- What you have to do -
From the line that includes "green stem, output" to the last line of the records that follow, copy every line exactly and nothing more, omitting pictures.
· · · ·
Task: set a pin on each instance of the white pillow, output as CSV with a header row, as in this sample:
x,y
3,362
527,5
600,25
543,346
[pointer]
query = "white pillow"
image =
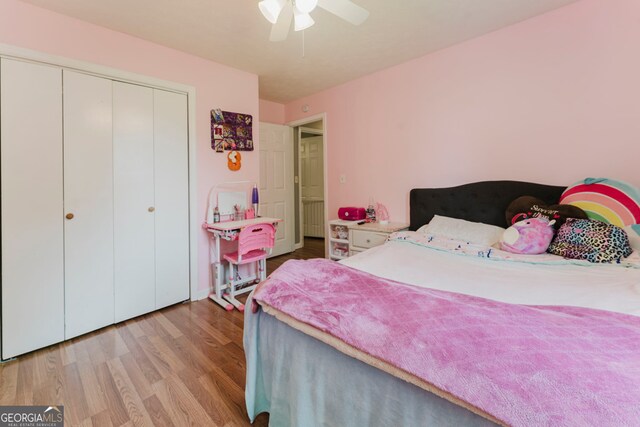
x,y
633,231
459,229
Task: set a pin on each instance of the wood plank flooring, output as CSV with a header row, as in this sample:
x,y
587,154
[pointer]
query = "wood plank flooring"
x,y
183,365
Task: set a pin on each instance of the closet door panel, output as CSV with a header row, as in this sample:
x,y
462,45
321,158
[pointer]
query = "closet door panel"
x,y
134,207
88,196
32,209
172,197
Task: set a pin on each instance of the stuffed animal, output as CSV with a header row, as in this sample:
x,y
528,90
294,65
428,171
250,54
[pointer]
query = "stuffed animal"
x,y
530,236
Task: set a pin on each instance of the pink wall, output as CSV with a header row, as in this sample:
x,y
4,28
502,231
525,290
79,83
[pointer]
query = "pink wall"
x,y
553,99
271,112
216,85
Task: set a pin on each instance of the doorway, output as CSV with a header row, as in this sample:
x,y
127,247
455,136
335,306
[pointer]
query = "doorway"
x,y
309,179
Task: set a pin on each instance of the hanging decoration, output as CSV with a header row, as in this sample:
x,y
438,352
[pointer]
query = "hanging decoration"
x,y
234,161
231,131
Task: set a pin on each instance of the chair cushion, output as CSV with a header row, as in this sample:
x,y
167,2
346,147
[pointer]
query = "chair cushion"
x,y
251,256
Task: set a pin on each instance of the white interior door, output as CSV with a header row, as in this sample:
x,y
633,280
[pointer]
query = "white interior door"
x,y
171,198
88,196
276,182
133,203
312,185
32,210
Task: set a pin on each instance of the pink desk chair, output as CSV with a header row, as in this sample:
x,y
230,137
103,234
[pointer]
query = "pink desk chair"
x,y
255,243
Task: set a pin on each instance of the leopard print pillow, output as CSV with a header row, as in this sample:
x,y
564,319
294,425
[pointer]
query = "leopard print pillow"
x,y
591,240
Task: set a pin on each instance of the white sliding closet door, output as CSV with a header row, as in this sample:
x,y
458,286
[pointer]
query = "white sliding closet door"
x,y
172,198
134,207
88,200
32,211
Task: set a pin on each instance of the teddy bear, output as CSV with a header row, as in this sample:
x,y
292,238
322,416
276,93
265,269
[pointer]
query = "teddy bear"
x,y
530,236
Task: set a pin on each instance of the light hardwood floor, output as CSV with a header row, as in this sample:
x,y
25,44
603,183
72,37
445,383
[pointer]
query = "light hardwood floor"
x,y
180,366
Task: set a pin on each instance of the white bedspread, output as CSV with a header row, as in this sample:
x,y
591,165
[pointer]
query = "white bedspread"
x,y
606,287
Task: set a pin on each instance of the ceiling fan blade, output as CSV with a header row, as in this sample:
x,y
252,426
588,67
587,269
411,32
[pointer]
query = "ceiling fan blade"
x,y
280,29
346,10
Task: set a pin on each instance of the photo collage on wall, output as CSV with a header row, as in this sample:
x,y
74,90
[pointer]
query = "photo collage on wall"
x,y
231,131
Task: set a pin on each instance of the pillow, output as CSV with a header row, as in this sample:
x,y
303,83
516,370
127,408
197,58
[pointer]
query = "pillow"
x,y
459,229
531,236
529,207
633,232
591,240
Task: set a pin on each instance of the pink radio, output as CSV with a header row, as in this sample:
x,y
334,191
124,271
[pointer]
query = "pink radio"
x,y
352,214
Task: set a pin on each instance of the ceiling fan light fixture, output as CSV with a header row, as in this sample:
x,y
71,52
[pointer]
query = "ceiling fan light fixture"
x,y
306,6
301,21
271,9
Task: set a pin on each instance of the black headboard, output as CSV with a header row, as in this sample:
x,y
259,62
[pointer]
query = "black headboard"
x,y
483,201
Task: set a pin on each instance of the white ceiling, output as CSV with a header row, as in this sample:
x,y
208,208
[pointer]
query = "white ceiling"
x,y
233,32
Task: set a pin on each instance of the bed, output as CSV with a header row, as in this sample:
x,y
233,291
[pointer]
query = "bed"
x,y
304,378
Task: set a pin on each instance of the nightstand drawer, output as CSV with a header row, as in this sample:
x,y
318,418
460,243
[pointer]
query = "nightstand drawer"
x,y
367,239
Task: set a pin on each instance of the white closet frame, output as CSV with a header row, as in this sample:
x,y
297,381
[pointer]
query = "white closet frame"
x,y
12,52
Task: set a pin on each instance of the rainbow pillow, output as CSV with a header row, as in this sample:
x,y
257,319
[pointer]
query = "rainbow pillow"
x,y
606,200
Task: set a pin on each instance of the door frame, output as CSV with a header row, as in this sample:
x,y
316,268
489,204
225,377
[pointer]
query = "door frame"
x,y
325,151
318,132
22,54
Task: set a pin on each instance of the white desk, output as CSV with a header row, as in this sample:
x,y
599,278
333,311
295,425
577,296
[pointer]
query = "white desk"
x,y
229,231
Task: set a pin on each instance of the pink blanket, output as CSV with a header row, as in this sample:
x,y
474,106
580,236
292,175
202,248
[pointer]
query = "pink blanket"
x,y
523,365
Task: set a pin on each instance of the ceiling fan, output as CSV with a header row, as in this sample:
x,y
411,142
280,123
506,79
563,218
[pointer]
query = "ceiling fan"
x,y
281,12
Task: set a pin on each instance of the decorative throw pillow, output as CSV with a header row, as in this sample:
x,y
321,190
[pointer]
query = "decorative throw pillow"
x,y
530,236
530,207
591,240
459,229
633,232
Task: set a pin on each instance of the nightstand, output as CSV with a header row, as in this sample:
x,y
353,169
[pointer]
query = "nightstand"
x,y
366,236
347,238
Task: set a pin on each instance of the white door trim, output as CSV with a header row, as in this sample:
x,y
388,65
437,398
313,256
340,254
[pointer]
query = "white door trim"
x,y
325,152
18,53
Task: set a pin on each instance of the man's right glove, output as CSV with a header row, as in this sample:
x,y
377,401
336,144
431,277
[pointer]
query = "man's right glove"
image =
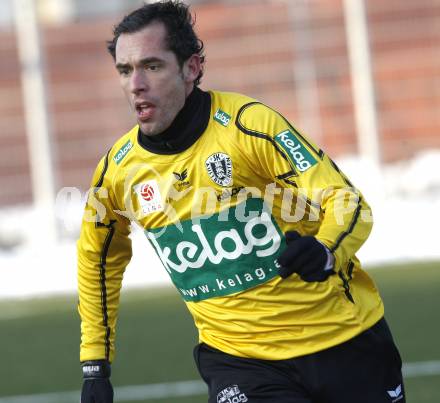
x,y
96,385
307,257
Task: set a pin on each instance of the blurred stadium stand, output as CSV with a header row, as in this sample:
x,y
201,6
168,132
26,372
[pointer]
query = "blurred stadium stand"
x,y
250,48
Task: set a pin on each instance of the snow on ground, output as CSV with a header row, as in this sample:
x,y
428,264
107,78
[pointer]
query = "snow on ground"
x,y
405,198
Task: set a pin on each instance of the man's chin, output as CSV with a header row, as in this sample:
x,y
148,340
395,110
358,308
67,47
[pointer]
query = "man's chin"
x,y
148,129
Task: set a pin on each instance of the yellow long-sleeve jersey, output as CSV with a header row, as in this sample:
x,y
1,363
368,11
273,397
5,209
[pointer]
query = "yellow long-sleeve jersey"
x,y
216,215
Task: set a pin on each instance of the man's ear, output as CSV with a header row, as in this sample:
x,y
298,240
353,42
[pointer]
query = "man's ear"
x,y
191,68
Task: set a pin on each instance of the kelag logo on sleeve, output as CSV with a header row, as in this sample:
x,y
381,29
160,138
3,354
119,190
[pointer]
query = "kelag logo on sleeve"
x,y
122,152
298,155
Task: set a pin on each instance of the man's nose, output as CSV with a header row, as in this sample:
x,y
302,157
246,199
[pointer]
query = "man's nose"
x,y
138,82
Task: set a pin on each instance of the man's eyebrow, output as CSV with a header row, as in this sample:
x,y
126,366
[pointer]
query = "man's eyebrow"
x,y
146,60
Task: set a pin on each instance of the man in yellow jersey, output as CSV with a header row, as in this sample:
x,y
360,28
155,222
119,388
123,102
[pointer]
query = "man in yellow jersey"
x,y
256,226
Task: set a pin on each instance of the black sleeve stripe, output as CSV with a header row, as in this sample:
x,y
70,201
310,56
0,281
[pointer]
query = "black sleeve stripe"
x,y
346,285
350,270
318,152
342,236
286,175
260,135
102,278
104,170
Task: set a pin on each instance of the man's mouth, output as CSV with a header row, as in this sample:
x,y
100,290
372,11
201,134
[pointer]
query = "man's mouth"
x,y
144,111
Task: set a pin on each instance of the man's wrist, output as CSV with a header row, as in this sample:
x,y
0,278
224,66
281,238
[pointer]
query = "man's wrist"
x,y
96,369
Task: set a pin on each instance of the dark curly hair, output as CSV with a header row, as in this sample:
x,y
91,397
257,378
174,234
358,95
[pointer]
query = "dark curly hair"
x,y
179,23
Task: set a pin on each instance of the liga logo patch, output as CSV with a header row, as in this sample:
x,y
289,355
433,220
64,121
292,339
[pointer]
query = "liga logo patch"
x,y
231,394
149,196
298,155
222,117
122,152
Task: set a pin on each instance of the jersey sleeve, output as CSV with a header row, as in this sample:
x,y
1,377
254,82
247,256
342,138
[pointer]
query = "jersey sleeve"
x,y
291,160
103,251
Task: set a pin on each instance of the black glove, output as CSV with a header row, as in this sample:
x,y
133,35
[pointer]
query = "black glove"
x,y
304,255
96,386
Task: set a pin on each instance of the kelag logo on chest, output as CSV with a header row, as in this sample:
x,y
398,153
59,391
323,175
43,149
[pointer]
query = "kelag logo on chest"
x,y
214,258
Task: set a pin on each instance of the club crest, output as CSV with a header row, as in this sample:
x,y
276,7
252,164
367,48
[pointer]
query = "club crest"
x,y
219,167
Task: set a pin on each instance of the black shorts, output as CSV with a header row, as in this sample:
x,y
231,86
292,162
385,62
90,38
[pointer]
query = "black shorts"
x,y
365,369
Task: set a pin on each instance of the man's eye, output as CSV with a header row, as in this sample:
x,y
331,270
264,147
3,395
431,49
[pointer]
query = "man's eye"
x,y
124,72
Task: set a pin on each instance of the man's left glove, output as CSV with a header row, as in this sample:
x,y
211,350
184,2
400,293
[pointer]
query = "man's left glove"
x,y
96,386
307,257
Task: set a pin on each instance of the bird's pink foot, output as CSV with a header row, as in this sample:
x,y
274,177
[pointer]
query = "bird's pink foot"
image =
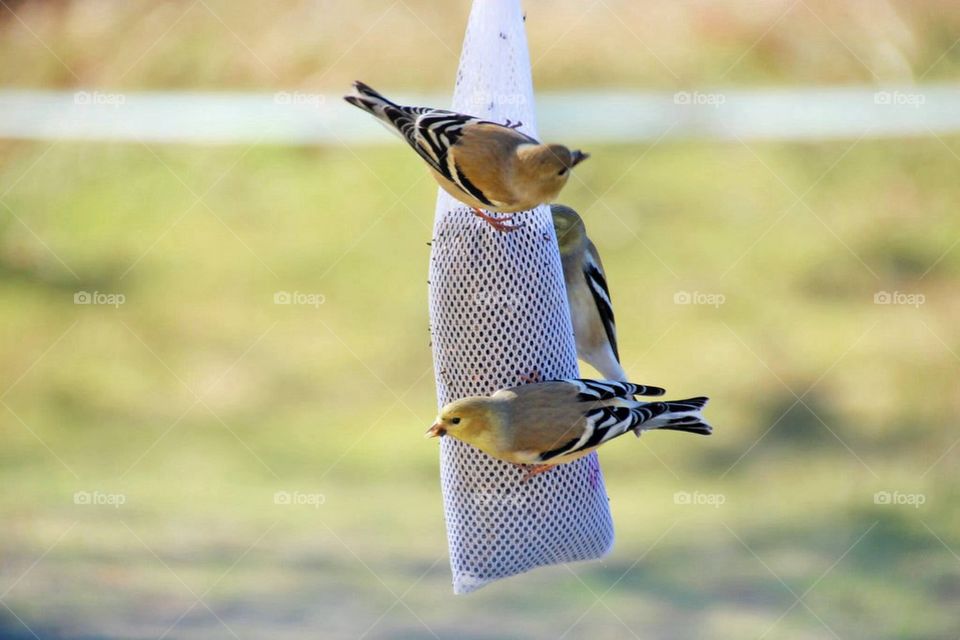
x,y
501,225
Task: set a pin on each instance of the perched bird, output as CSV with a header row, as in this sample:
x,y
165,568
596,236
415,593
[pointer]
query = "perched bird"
x,y
483,164
550,423
587,294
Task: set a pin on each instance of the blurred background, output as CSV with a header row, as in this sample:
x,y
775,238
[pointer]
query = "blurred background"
x,y
215,367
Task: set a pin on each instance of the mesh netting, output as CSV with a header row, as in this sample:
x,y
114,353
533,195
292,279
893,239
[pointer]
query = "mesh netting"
x,y
499,317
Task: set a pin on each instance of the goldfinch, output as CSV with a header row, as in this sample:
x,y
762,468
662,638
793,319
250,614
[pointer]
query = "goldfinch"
x,y
587,295
483,164
550,423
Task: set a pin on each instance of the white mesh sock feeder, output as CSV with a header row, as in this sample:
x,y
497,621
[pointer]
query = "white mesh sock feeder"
x,y
498,314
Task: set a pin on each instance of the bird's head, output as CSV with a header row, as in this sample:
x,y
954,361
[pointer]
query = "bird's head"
x,y
465,419
569,228
548,166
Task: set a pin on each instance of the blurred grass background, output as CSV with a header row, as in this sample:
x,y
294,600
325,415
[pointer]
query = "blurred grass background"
x,y
199,398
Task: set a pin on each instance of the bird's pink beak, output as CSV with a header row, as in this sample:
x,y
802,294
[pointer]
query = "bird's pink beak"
x,y
578,157
435,431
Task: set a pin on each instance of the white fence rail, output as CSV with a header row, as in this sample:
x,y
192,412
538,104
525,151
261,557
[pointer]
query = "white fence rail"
x,y
597,116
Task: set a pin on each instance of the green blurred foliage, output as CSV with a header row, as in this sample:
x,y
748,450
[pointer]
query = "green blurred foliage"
x,y
199,398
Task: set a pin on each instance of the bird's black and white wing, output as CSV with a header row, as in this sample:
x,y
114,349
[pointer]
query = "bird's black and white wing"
x,y
431,133
593,390
606,423
597,283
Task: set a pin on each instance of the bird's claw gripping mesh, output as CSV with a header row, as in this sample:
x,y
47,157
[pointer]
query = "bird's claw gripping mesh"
x,y
499,318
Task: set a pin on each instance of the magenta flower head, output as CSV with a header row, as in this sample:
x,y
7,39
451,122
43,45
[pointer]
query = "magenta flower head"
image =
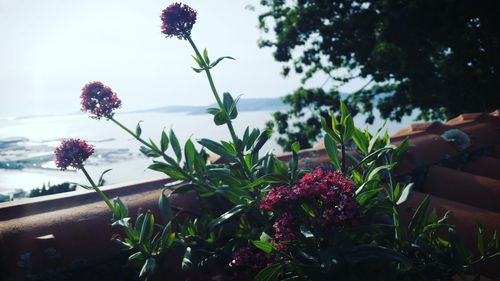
x,y
99,100
72,152
178,20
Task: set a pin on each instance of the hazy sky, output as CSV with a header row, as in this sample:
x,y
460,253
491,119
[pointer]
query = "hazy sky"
x,y
49,49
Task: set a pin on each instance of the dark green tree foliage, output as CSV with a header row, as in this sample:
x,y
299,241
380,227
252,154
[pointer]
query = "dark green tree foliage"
x,y
441,57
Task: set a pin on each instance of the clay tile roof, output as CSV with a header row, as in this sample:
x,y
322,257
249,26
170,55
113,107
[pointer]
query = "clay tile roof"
x,y
465,182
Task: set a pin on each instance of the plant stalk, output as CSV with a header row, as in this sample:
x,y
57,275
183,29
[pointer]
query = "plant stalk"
x,y
96,188
221,105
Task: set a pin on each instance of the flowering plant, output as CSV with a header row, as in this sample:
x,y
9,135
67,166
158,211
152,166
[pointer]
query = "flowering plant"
x,y
266,219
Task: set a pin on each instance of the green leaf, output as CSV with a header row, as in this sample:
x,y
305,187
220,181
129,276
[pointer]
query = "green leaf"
x,y
377,170
147,228
164,141
197,70
360,140
328,130
219,60
369,251
344,112
165,209
119,210
417,222
213,110
365,196
100,181
137,256
331,149
348,128
264,237
170,171
230,105
184,188
189,154
148,267
197,60
175,145
217,148
226,216
270,273
269,179
267,247
205,57
138,129
480,240
252,137
220,118
263,138
186,260
405,194
148,152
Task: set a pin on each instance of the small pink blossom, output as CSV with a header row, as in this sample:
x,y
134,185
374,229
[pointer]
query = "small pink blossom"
x,y
328,195
278,197
99,100
178,20
72,152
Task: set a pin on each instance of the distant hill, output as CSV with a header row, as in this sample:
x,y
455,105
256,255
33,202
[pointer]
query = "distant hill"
x,y
250,104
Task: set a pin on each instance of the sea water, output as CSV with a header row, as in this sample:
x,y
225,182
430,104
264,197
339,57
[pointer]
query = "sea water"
x,y
27,144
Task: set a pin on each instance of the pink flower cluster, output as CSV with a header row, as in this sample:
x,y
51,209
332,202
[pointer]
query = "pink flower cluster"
x,y
329,195
99,100
178,20
72,152
247,258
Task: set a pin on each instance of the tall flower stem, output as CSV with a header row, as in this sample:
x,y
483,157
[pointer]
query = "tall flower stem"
x,y
221,105
148,145
96,188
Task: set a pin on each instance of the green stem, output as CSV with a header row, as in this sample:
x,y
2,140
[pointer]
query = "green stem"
x,y
342,147
221,105
96,188
148,145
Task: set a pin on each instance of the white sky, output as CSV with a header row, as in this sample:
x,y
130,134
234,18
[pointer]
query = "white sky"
x,y
49,49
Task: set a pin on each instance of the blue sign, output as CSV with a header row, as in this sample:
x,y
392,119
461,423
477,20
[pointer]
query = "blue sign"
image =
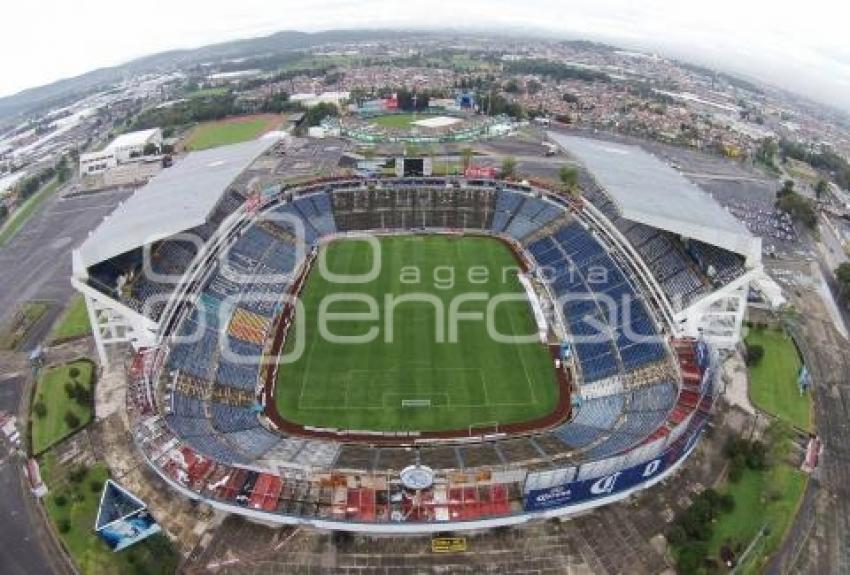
x,y
577,492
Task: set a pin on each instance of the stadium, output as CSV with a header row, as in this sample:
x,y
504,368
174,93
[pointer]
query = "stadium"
x,y
426,127
416,354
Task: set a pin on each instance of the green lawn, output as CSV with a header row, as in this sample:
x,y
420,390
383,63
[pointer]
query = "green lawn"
x,y
773,382
474,380
208,92
17,220
16,329
74,322
397,121
72,507
52,428
761,498
229,131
· · · ·
- Result for this task -
Task: set a pin on each instance of the green stem, output as CSV with a header row, as in this sample:
x,y
2,140
[pointer]
query = "green stem"
x,y
342,147
221,105
96,188
148,145
Task: set a pin on each instance of the white sky, output as CSV with a header row, as in this sample:
x,y
130,134
234,18
[pointer]
query = "white sky"
x,y
49,49
Task: set a pin on each instance of the blue sign, output as CSV with a header row, as in this sample:
x,y
392,119
461,423
477,20
[pointer]
query = "blue sign"
image =
x,y
577,492
Task: set a pin on each instance of the stadium, output as CSV with a header row, as in this sample:
x,y
504,368
174,93
[pointer]
query = "stadium"
x,y
426,127
416,354
Task: set a pin on each instance of the green lawn, output as CSV with a header row, as in this sample:
x,y
420,390
383,63
[pointer]
query = "green lawn"
x,y
773,382
474,380
208,92
17,220
16,329
74,322
397,121
72,507
52,428
761,498
229,131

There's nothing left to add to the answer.